Locate the line that contains "Question: locate the flag in". Print it and every subsequent line through the final line of the records, exactly and only those.
[[ DATA open ]]
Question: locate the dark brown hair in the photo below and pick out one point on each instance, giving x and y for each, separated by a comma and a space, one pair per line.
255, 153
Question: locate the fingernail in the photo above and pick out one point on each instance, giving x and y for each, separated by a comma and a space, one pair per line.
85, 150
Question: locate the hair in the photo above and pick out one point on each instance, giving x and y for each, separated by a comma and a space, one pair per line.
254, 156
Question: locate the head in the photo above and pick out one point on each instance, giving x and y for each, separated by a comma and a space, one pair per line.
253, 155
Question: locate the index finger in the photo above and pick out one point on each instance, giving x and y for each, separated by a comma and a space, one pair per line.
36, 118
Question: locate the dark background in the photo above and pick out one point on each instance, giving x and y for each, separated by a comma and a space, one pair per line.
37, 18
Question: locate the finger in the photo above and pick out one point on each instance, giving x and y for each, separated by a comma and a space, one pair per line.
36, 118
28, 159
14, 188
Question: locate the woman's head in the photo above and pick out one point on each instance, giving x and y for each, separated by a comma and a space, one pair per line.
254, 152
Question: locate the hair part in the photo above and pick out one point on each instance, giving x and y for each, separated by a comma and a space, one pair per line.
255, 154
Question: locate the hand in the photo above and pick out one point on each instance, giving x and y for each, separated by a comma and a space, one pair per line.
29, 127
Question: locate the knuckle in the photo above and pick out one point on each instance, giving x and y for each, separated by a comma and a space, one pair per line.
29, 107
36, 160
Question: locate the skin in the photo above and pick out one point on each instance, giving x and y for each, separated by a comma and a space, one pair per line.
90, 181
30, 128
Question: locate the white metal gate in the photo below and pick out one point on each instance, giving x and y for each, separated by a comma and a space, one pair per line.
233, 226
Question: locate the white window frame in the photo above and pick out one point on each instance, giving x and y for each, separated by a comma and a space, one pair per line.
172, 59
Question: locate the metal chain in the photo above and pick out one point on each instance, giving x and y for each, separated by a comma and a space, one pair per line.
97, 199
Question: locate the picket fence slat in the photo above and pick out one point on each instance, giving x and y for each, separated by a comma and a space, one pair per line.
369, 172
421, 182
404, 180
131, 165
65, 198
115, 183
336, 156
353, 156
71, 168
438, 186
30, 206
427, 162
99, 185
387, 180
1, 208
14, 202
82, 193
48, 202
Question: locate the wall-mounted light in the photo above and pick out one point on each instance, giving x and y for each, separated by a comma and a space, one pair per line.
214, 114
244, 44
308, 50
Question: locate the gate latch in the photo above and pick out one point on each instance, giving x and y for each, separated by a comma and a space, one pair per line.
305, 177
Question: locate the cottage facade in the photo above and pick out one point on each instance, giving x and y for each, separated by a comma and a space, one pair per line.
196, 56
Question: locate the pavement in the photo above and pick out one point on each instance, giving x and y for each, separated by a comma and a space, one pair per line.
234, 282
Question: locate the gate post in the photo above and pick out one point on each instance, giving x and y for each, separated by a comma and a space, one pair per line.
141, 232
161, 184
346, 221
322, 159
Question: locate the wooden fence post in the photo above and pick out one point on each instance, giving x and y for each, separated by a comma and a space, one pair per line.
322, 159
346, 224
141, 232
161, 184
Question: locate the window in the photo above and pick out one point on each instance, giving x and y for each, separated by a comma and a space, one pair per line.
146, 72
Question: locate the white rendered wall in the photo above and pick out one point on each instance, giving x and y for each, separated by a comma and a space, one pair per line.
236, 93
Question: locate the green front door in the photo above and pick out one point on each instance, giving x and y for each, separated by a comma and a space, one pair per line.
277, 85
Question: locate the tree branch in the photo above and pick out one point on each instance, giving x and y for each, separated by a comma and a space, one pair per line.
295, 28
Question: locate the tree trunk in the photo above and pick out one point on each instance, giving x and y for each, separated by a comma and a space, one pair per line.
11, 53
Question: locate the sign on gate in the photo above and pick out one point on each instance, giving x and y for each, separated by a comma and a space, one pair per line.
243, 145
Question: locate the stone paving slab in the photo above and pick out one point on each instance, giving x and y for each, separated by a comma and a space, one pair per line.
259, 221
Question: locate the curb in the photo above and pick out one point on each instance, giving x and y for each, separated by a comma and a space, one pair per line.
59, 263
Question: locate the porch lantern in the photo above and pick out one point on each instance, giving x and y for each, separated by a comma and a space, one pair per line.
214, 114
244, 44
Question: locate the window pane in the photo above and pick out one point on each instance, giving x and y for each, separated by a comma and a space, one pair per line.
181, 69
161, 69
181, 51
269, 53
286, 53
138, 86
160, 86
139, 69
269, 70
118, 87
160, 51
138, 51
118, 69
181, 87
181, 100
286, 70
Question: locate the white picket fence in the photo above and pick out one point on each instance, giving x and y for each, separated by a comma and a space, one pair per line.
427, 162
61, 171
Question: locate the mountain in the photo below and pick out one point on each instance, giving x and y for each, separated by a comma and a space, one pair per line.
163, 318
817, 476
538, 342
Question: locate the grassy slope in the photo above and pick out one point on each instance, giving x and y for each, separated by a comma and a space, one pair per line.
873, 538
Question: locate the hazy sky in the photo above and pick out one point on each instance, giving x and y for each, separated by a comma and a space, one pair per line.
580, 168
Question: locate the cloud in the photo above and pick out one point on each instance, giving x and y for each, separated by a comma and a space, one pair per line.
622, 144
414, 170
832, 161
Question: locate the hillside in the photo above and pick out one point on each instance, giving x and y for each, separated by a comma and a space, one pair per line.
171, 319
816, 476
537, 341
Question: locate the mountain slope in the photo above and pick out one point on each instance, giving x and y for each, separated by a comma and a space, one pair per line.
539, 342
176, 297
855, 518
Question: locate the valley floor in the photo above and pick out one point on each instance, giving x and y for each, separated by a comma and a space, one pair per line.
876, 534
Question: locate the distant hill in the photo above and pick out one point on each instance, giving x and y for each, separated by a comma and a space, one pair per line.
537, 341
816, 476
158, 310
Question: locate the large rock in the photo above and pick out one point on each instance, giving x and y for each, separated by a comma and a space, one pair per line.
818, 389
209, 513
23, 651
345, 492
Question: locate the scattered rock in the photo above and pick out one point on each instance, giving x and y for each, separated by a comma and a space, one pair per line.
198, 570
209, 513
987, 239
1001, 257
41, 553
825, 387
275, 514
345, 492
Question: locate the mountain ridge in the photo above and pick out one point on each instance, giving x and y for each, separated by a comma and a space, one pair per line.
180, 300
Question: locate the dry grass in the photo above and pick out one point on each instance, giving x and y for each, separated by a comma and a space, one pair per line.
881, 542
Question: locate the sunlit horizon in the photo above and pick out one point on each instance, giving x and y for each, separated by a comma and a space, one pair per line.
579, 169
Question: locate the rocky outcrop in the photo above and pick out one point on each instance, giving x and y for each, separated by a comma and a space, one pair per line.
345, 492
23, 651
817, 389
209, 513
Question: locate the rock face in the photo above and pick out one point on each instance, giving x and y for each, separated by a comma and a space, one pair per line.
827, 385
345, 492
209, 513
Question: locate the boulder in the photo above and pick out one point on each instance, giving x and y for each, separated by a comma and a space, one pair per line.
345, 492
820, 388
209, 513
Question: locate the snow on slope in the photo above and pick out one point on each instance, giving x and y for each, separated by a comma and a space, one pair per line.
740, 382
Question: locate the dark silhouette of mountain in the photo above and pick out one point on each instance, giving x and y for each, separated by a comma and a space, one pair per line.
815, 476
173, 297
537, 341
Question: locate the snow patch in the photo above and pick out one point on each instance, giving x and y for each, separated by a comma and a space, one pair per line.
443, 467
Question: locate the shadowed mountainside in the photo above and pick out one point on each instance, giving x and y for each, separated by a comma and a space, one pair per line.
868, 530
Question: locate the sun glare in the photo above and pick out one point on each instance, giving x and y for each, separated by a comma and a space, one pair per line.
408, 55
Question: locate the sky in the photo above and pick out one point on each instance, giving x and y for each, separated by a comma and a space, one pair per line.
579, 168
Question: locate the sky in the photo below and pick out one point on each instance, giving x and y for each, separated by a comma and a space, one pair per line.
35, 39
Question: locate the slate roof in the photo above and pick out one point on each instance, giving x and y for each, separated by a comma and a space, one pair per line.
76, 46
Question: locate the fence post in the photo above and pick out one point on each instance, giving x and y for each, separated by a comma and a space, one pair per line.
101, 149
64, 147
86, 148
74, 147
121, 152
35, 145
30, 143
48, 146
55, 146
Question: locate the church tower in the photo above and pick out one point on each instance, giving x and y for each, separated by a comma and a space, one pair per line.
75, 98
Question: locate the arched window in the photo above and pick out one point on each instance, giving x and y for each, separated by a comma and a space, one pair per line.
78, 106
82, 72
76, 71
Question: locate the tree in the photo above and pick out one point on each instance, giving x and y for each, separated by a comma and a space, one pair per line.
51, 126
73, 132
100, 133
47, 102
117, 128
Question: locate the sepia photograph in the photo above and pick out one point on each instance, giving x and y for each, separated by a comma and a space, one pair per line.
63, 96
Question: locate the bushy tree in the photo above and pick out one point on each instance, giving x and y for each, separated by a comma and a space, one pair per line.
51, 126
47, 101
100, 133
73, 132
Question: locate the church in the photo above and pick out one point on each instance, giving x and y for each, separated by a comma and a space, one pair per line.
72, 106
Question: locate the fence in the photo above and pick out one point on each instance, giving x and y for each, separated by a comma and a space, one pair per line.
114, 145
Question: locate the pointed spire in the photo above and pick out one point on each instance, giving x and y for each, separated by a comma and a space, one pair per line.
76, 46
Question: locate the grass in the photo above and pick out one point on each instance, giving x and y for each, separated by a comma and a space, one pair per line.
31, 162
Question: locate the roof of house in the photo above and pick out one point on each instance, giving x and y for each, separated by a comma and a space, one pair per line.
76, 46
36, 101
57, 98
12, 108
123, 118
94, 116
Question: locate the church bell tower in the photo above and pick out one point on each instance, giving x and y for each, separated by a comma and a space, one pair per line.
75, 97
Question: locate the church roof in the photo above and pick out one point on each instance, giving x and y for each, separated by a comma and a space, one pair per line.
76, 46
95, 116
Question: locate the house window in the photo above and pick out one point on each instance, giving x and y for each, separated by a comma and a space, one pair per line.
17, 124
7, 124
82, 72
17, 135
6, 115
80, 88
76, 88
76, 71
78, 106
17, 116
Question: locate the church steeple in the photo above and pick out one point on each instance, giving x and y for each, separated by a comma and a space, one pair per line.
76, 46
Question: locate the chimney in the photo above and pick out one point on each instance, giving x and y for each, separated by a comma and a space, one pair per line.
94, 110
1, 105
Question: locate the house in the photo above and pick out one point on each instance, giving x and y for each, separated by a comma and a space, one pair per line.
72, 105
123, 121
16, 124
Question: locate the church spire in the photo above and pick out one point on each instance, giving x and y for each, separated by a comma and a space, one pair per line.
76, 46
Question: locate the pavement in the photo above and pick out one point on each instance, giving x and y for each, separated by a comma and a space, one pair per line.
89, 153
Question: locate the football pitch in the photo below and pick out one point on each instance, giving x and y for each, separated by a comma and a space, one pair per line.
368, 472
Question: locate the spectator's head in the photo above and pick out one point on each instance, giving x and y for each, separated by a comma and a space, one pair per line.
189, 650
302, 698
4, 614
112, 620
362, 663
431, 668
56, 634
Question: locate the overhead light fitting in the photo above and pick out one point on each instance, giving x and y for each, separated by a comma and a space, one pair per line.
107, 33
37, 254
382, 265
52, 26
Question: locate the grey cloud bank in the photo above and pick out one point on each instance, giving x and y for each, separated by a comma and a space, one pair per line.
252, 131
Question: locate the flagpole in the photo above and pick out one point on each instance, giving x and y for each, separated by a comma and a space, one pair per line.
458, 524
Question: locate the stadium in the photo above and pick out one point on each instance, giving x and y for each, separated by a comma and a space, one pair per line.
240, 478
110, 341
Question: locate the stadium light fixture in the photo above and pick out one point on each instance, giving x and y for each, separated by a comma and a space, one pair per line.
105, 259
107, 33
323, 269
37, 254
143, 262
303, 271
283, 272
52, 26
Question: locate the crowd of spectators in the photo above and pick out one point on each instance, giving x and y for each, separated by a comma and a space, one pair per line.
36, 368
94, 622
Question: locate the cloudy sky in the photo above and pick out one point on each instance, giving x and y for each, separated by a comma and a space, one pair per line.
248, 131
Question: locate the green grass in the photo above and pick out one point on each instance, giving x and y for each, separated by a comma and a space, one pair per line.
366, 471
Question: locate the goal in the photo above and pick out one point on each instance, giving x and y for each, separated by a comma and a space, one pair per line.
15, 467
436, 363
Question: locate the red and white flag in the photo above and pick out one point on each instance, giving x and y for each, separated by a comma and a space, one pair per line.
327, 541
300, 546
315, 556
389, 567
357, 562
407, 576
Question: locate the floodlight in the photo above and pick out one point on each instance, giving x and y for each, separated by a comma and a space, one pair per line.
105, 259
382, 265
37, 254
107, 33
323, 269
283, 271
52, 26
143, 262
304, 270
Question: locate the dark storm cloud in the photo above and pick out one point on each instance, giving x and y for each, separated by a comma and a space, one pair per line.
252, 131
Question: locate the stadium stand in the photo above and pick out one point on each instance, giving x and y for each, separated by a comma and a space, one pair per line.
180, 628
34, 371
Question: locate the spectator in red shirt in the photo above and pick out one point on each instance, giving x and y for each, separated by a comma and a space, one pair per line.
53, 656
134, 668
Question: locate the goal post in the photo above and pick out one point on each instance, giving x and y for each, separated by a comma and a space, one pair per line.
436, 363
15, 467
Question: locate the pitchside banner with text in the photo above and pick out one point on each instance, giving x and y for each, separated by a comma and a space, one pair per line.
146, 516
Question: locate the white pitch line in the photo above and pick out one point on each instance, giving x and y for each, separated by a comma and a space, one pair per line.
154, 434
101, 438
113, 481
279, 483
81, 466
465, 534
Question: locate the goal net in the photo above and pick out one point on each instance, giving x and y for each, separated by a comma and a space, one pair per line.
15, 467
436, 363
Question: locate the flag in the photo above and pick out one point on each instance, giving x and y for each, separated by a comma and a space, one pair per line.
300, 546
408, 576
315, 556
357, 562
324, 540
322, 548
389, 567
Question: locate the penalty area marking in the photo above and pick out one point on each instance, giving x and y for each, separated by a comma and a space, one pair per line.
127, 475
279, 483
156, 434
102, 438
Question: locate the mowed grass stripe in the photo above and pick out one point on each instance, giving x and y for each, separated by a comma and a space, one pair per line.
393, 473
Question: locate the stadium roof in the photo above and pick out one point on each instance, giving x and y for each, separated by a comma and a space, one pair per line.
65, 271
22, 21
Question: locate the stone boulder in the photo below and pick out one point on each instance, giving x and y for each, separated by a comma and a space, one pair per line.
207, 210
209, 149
[[ DATA closed ]]
▶ **EXPECTED ANSWER**:
Question: locate the flag in the photo above and pick out one point on each instance, giving x and y for each, separated by a comma and a space, one pair per line.
300, 546
408, 576
315, 556
357, 562
324, 540
322, 548
389, 567
Question: locate the penalty area marking in the photo above and pick out one point on each instance, giving x and y for each, separated by a comma and a space, one pair per line.
127, 475
279, 483
156, 434
102, 438
Question: locate the mowed grass stripe in the photo above and pick out one point on each instance, giving x and y for each, separated by a comma and a space, one pair per line.
393, 473
Question: locate the stadium roof in the photo above and pick out one point on each instance, giving x and y for each, separated by a comma and a space, one pair per line.
65, 271
22, 21
Question: locate the stone boulder in the photo below and pick out one point on each instance, giving x and y for each, separated by a comma and a space, one pair per line.
207, 210
209, 149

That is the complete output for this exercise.